**Task to complete**
Please transcribe the data below in full, word for word, without the images.

Data extracted from a collection:
# # # #

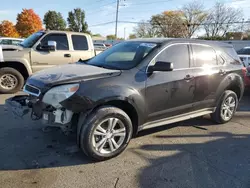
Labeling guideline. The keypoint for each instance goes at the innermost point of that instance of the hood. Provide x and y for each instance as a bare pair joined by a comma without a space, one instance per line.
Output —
69,73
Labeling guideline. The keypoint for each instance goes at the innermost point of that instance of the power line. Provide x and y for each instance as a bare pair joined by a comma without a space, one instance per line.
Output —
100,24
148,3
116,17
93,12
239,22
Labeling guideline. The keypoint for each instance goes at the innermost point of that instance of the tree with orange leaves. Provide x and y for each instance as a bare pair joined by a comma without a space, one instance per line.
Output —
28,22
7,29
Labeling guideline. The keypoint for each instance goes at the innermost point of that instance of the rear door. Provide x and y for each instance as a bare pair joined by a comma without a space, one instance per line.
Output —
209,70
171,93
44,59
81,48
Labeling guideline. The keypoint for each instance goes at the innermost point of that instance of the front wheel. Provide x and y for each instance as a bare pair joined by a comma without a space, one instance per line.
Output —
226,107
11,81
106,133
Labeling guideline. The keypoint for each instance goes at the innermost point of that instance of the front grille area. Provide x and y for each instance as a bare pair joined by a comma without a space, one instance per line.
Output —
32,90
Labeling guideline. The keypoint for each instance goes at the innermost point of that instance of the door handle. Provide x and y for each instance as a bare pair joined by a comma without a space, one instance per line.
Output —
222,72
67,55
189,78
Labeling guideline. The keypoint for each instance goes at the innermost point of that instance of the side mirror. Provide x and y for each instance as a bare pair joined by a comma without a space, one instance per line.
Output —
161,66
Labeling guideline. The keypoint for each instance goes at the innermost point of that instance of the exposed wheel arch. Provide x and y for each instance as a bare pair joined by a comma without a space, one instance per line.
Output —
20,67
127,108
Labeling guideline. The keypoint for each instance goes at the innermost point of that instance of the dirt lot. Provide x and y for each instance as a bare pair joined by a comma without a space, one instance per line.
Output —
196,153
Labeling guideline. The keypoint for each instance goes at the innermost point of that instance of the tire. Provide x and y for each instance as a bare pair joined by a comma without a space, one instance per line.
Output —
101,117
15,76
217,116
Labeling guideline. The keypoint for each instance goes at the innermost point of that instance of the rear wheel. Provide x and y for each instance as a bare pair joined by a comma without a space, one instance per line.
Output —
226,107
11,80
106,133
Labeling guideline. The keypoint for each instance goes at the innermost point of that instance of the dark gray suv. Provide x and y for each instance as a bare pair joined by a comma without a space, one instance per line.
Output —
135,85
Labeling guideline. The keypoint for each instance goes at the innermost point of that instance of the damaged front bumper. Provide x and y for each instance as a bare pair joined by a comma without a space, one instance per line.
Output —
19,106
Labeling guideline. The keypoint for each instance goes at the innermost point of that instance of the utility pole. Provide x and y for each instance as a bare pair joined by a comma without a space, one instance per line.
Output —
116,20
242,24
124,33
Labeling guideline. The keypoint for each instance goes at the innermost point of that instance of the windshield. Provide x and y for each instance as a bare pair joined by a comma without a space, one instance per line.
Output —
32,39
123,56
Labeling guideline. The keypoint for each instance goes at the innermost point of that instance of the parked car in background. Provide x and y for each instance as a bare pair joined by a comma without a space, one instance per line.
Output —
246,72
39,51
100,46
244,51
135,85
10,41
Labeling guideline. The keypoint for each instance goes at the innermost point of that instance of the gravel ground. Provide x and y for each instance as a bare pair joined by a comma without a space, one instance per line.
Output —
195,153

# # # #

**Written response**
Labeling guideline. The keypoint for each instance goes at the innermost point of that instance of the hood. Provide x and y for each instance as a bare pair joined by a comma without a space, one instance per line.
Output —
69,73
Labeling guideline. The keypoint for each instance goes at the innermost point of that instance of the power line. Provide x and y for each instance as a bare pair joined by a comma without a space, one instance per line.
Output —
100,24
148,3
116,17
93,12
239,22
Labeling guideline. The keypoint for each instance goes at the innermost point of that instance of the tree with orange leaves. Provide x and y for each instance as a bare pair joined by a comma without a space, one instance per line.
Output —
28,22
7,29
Labeling guideline. The keypoint for each instance goes at the innermost point of that instance of the rear door. Provide x and y for each instance as a bare pair joined by a comma without a space, one instance per line.
Output —
209,70
171,93
44,59
81,48
Labeling guideline. The keypoint for each instance goes at the innermost point of that instance of the front wheel. Provide x and y for each instance as a bare pair joined by a comma without a space, one instance per line.
Output —
226,107
11,81
106,133
Labeling guideline. The keypoint for each instance goes at the innermost point of that instance of the front grille area. Provide x and y for each instance as a bare pair joined by a comma without a space, one instance per line.
Output —
32,90
Labeling guideline. The keypoint for each instance goes at the innermost point of that instance of the door handle. Provide x and y for each instance as a bare pair joined by a comma without a space, one instance per line.
Output —
222,72
67,55
189,78
Labeling guideline. The keypoint for each instance goes at the innermost point of that instance of the side mirror. Provide x and y for each instance as a bare pair joined by a comma without a space, one instance per line.
Output —
161,66
Labeling guideline. The keypoint for each instance goes at the innermost point of that instance of the exposed wheel arch. Provide x and y for each instance as a bare pair joined by a comma without a space, one instance per line.
Output —
20,67
127,108
Labeling guideline. The keypoint for each instance goes at the innermost point of that instance of the dirt lot. Provide x and y for each instance as a bare pair joined by a comma without a space, one instance per line.
Output —
196,153
Labeling guideline. The keypoint for each instance goes at the innermost point of that instance of the tire. Provide x and y for each instance as a bare pair joined by a comma without a space, one instance per line.
Output —
101,117
15,76
217,116
Labeling guideline. The keypoint for each instance goes at the innermost point of that instance of the rear wheel. Provide x and y for each instance as a bare pair joined by a comma without a space, one instance per line.
Output —
226,107
11,80
106,133
Labeling guideline. The keypoint for each instance goes at the innermost point of that instance of the dark gray suv. Provide x and y for each instance as a bare pair joined by a comma without a space, one instance per line.
Output —
135,85
Labeling guideline. The keypoint for each instance goes at the innermost point of that instance of the damaged front bumper. Provide x and y for each instance as a bare pair joined by a comma without a space, one instance per line.
Output —
19,106
Labeling guideline. The keypoint for each instance goes at the innermost point of that instance of the utility pole. Provide x and y for each instance as a bare pair joined by a comma without a space, one instance per line.
Output —
116,20
242,24
124,33
Labeling guideline. The keypoint for each instance goes at the innermost point of that instance of the windshield. Provide x and y for each instance as a bare pair joined by a comma without a space, one instance per line.
Output —
32,39
123,56
Labeling guideline. The keypoint for each instance goes at the innermost point of that instance of the parked car in background. Provide x and y for each instance as a bare pair joined by a comma without a space, one instance per line.
Output —
246,72
39,51
100,46
244,51
135,85
10,41
Labeling guideline. The keypoint for each instance goes at the innermost point of that instance of the gravel ground. Provide x and y for each instance as a bare pair joined by a comma without a space, one instance per line.
Output —
195,153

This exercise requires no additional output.